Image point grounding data
>>
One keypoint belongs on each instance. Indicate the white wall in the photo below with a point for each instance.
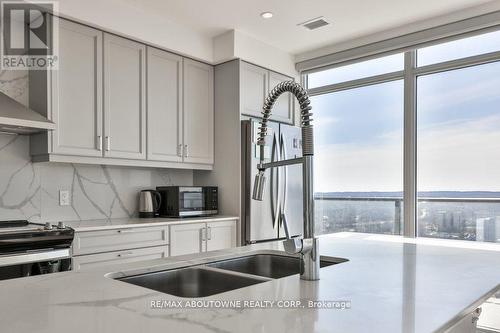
(131, 21)
(127, 19)
(235, 44)
(399, 31)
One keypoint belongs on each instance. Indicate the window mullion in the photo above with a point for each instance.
(410, 147)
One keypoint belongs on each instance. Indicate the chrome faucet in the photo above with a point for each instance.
(307, 245)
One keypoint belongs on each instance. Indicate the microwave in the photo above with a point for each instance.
(188, 201)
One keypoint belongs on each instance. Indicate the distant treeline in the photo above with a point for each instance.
(430, 194)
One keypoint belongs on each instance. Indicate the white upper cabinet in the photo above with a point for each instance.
(254, 85)
(198, 112)
(76, 91)
(164, 106)
(119, 102)
(283, 109)
(124, 98)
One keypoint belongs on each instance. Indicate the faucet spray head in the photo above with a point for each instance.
(259, 185)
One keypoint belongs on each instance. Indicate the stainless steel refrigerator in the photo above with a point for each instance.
(263, 220)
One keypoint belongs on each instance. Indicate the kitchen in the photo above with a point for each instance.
(160, 166)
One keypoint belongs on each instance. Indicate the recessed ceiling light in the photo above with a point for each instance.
(266, 15)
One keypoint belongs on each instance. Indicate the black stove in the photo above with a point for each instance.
(28, 248)
(19, 236)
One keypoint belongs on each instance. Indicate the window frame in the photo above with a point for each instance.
(409, 75)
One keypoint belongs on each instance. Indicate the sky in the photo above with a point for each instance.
(359, 132)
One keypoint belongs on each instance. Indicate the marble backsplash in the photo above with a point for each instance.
(31, 190)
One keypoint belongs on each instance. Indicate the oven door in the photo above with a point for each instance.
(34, 263)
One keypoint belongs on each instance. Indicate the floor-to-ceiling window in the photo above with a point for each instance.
(359, 147)
(359, 124)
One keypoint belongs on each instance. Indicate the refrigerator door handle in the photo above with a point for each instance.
(284, 156)
(275, 197)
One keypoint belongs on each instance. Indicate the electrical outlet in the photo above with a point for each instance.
(63, 198)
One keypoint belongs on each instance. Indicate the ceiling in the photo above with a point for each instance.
(350, 18)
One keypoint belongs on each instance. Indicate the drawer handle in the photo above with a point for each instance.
(126, 231)
(124, 254)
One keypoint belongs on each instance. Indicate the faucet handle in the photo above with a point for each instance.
(293, 245)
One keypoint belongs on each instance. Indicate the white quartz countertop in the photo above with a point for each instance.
(104, 224)
(393, 285)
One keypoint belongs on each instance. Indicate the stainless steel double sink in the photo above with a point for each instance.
(221, 276)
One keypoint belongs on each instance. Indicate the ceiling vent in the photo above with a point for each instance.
(315, 23)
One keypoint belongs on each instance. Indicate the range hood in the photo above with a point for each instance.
(19, 119)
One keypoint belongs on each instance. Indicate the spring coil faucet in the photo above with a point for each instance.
(308, 245)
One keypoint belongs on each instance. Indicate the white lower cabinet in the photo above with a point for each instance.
(221, 235)
(119, 257)
(187, 238)
(202, 237)
(99, 248)
(91, 242)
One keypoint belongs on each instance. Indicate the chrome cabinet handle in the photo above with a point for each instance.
(124, 254)
(275, 202)
(126, 231)
(284, 156)
(108, 143)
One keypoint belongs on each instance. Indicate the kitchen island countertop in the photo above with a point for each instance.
(392, 285)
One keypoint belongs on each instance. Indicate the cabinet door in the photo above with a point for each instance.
(164, 114)
(221, 235)
(119, 257)
(254, 82)
(283, 109)
(124, 98)
(89, 242)
(198, 112)
(77, 91)
(187, 238)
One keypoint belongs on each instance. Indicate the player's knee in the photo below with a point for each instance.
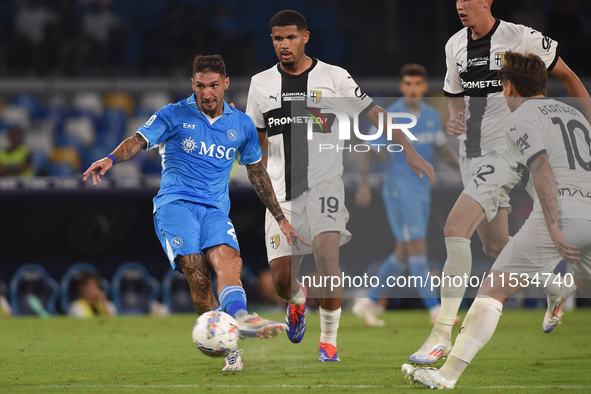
(231, 268)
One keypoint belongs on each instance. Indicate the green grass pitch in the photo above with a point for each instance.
(156, 355)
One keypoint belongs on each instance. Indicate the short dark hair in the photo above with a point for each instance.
(288, 18)
(526, 72)
(214, 63)
(413, 69)
(82, 279)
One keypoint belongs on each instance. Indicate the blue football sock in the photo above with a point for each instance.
(419, 266)
(392, 266)
(233, 300)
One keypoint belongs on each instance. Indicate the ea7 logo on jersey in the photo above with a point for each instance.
(150, 121)
(522, 143)
(220, 152)
(275, 241)
(499, 58)
(189, 145)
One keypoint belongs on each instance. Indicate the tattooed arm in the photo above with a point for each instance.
(257, 174)
(543, 179)
(125, 151)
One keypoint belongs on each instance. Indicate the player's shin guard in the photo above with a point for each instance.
(233, 300)
(477, 329)
(329, 325)
(553, 285)
(458, 264)
(419, 266)
(299, 298)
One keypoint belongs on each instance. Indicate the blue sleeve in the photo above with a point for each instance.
(157, 129)
(250, 149)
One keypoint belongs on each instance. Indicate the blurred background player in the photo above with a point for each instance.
(478, 113)
(541, 136)
(407, 198)
(16, 160)
(198, 138)
(306, 178)
(93, 300)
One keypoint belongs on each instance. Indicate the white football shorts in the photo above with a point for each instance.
(318, 210)
(532, 251)
(488, 179)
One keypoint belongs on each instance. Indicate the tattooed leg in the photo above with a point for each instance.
(197, 273)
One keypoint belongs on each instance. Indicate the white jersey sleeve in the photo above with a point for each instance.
(524, 140)
(253, 108)
(452, 85)
(543, 46)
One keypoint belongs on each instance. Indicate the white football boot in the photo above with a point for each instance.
(368, 310)
(233, 361)
(554, 311)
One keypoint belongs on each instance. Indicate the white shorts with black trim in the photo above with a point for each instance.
(488, 179)
(319, 209)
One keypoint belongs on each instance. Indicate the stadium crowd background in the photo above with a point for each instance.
(78, 76)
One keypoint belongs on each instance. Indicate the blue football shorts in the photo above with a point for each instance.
(408, 214)
(185, 228)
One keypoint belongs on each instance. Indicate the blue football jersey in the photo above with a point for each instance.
(429, 134)
(197, 155)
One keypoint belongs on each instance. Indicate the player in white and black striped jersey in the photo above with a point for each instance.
(308, 182)
(478, 114)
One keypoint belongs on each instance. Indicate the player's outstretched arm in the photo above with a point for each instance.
(363, 195)
(455, 124)
(543, 179)
(125, 151)
(574, 86)
(415, 161)
(258, 177)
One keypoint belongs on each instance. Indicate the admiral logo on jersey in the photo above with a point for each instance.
(189, 145)
(522, 144)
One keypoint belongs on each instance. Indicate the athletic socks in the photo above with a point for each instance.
(392, 266)
(477, 329)
(419, 266)
(329, 325)
(233, 300)
(458, 263)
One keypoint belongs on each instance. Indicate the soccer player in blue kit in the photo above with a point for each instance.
(407, 198)
(198, 138)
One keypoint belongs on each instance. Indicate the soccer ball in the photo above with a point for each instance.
(216, 334)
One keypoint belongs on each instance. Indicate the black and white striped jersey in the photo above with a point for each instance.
(295, 163)
(472, 68)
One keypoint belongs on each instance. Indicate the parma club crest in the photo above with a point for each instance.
(275, 241)
(315, 96)
(500, 58)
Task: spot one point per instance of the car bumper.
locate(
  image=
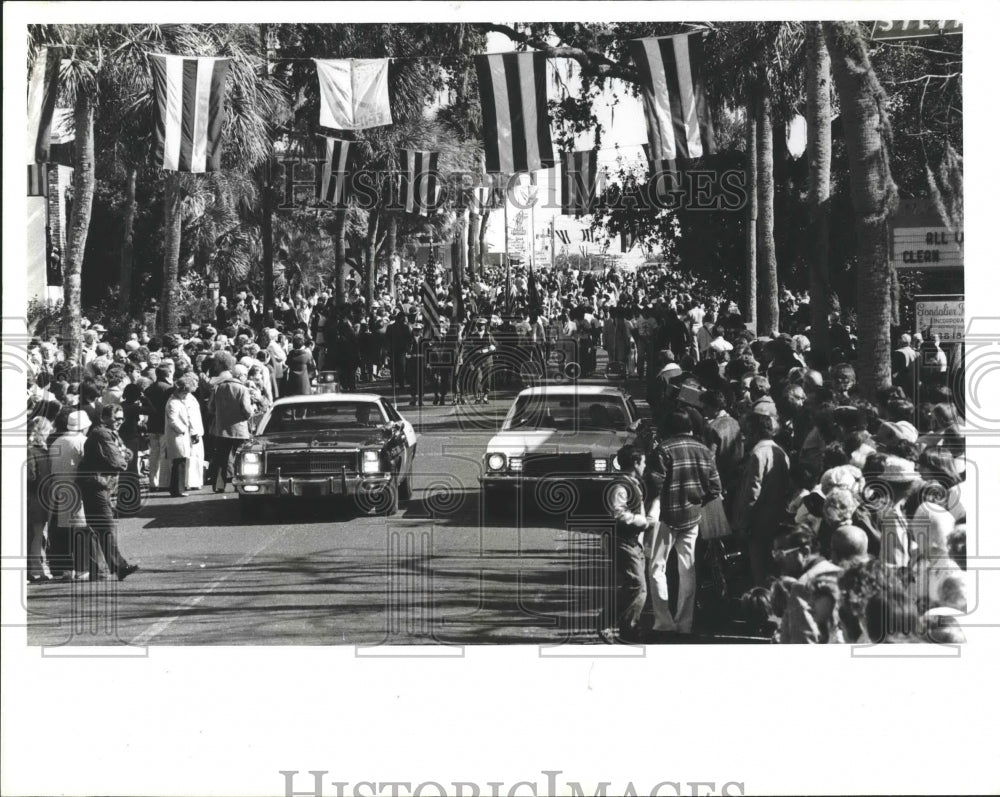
<<
> _Try it_: An exact copy of all entries is needed, with no pictures in it.

> _Response area_:
One keypoint belongs on each instance. Indicate the white wall in the photo below with a point for each instance.
(131, 21)
(127, 19)
(235, 44)
(399, 31)
One keypoint belongs on each instance. Indicate the window mullion in the photo above with a point for each instance.
(410, 147)
One keypoint belongs on each instance. Indicate the chrome faucet in the photo above with a point for each instance.
(307, 245)
One keypoint belongs on each instance. Indicate the microwave in the photo above with a point for each instance.
(188, 201)
One keypoint belongs on each instance. Indicate the distant treeline in the photo above with a point for each instance.
(430, 194)
One keypoint belongs on each instance. Indicate the white upper cabinet in the photo above with a point for each instance.
(254, 85)
(198, 112)
(76, 91)
(164, 106)
(119, 102)
(283, 109)
(124, 98)
One keypoint belongs on each instance. Indicate the faucet spray head in the photo above with a point for each instance.
(259, 185)
One keypoint belongs on each instance. Indicate the stainless steel refrigerator in the photo above with a point for each instance.
(263, 220)
One keypoint belongs on each instance. Indicate the kitchen in the photo above with a point for each instance.
(160, 166)
One keypoint belongs on each instance. Indicate the recessed ceiling light in the photo above with a point for each instance.
(266, 15)
One keypoint belongs on each instance. Indicate the black stove in the photo above with a point for each instance.
(28, 248)
(19, 236)
One keypoint belongs on each instance. Indicate the window frame in the photo above with a point for each instance.
(409, 75)
One keypoint belongs on each instance. Indicate the sky in the photo above with a point for each instance.
(359, 132)
One keypoint belongs on each instance. Indicate the marble backsplash in the photo above with a point for each instance.
(31, 190)
One keypoint belongs on each instance. Indicate the oven door in the photo above with a point for each instance.
(34, 263)
One keypoint belongs on each instance. Indicate the floor-to-ceiling window in the photo above with a point for each instance.
(359, 147)
(359, 124)
One keypoint belongs on each instance. Indicate the refrigerator door handle in the photo above with a point for each instance.
(284, 156)
(275, 197)
One keypoint belongs on each instance. Indicate the electrical outlet in the photo above with a point for each instance.
(63, 198)
One keypoint belongs on each instance. Indicate the ceiling in the photo above with a point for each instance.
(350, 18)
One keypoint belongs on each instance. Indicate the drawer handle in the photo above with a point for each instance.
(126, 231)
(124, 254)
One keypoint belongs on each instance. Indicate the faucet handle in the photo above with a point for each instance.
(293, 245)
One keypoint belongs on each instance. Indicate the white quartz countertop in the photo above with a point for each instance.
(104, 224)
(393, 285)
One keypoint belongs on each instance. Indicate the stainless steel double sink in the photo above with a point for each instance.
(221, 276)
One keypoint belongs on each instance. Indicate the ceiling vent in the photo above with a point for each instance.
(315, 23)
One keypoint belongs on each instance. Indicate the range hood in the photo above with a point for each instance.
(19, 119)
One keypoint belongs on each instance. Indicate the spring coil faucet in the photo above with a point for each instance.
(308, 245)
One keypoint belongs on each instance. Indicate the white lower cabinet in the photo above with a point for each instance.
(221, 235)
(119, 257)
(187, 238)
(202, 237)
(99, 248)
(91, 242)
One keypoint belongs on each instance. Indicate the chrome cabinet handle in the photo above with a point for each instance.
(124, 254)
(275, 202)
(126, 231)
(284, 156)
(108, 143)
One keypoint belongs on each instance. Indicate the kitchen island countertop in the photo above with a point for each instance.
(392, 285)
One keypoint belongs on each instance. Indicate the cabinet door in the photo above with a point for each instance.
(164, 114)
(221, 235)
(119, 257)
(254, 82)
(283, 109)
(124, 98)
(89, 242)
(198, 112)
(77, 91)
(187, 238)
One keypoint belongs on each instance. Indicate the player's knee in the photo below with a point for each instance.
(231, 268)
One keypoint belongs on each instance. Indicate the green grass pitch in the photo above with a point for each instance.
(156, 355)
One keypoint belongs on each instance. Indicate the short dark hair in the photo above with a point for each instance.
(288, 18)
(526, 72)
(214, 63)
(413, 69)
(82, 279)
One keypoint belongs on each instance. Indicate the blue football sock in the photo above with a point for each instance.
(419, 266)
(392, 266)
(233, 300)
One keypoint belongs on each instance. Indicate the ea7 logo on jersey in the photo above with a point for each instance.
(150, 121)
(522, 143)
(220, 152)
(275, 241)
(499, 58)
(189, 145)
One keypoint belongs on each instance. Indicate the tattooed arm in the photo above with a point for each instance.
(257, 174)
(543, 179)
(125, 151)
One keypoint belongs on each instance. Indicate the player's shin guard in the photo above with a point for each instance.
(233, 300)
(477, 329)
(329, 325)
(553, 285)
(458, 264)
(419, 266)
(299, 298)
One keypoint belongs on each instance. Indicate the blue sleeve in the photo above with a point for each instance.
(157, 129)
(250, 149)
One keypoint belongs on each instance. Indicate the blurred background player in the photo above with a point for each instance.
(478, 113)
(541, 136)
(407, 198)
(16, 160)
(198, 138)
(306, 178)
(93, 300)
One keypoint belongs on each instance. Indicate the white football shorts in the photo above with a point for each instance.
(318, 210)
(532, 251)
(488, 179)
One keypoint belongs on each instance. Indicate the tattooed leg in the photo above with a point for each instance.
(197, 273)
One keypoint belongs on each instance. Indicate the white jersey sleeve in the photo above with a point for each instance.
(524, 140)
(253, 108)
(452, 85)
(543, 46)
One keypoint belongs on each instance. Indicate the white football boot in the photo above with a point for each instance.
(368, 310)
(233, 361)
(554, 311)
One keypoint belongs on each instance. Indicate the white shorts with black trim in the photo above with a point for each instance.
(488, 179)
(319, 209)
One keypoint belongs on each instance. Indicate the stadium crowd background in the photo above with a point for each instance.
(78, 76)
One keypoint belongs on each instance. Indicate the blue football shorts in the photo above with a point for each instance.
(408, 214)
(185, 228)
One keypoint belongs on each instance. Indicate the blue football jersey in the photo above with a point for each instance.
(429, 134)
(197, 155)
One keypoint belongs on each instance. Indicate the player in white and black striped jersey in the photo above with a point for each instance.
(308, 182)
(478, 114)
One keypoint belongs on each instance. Indicate the player's outstretched arm in the photo above with a point for each instance.
(363, 195)
(455, 124)
(543, 179)
(125, 151)
(574, 86)
(415, 161)
(258, 177)
One keypoint belongs on each instance. Indicate the admiral logo on jersey in the photo above with a point for each instance.
(189, 145)
(522, 144)
One keypoint belongs on each instance. Indicate the athletic socks in the photo above with a point for each instance.
(392, 266)
(477, 329)
(419, 266)
(329, 325)
(233, 300)
(458, 263)
One keypoint belongs on each instance. Indicate the soccer player in blue kit in the photo above with a point for each instance.
(407, 198)
(198, 138)
One keypoint belongs on each instance. Indicate the soccer ball in the photo above with a point for each instance.
(216, 334)
One keypoint belongs on each instance. Indicate the black and white striped jersey in the photo above with a point for each instance.
(295, 163)
(472, 68)
One keypoint belongs on each instance. Indicate the parma club crest in the photo above with a point for each instance.
(275, 241)
(315, 96)
(500, 58)
Task: spot one point per instance of the car bumper.
locate(
  image=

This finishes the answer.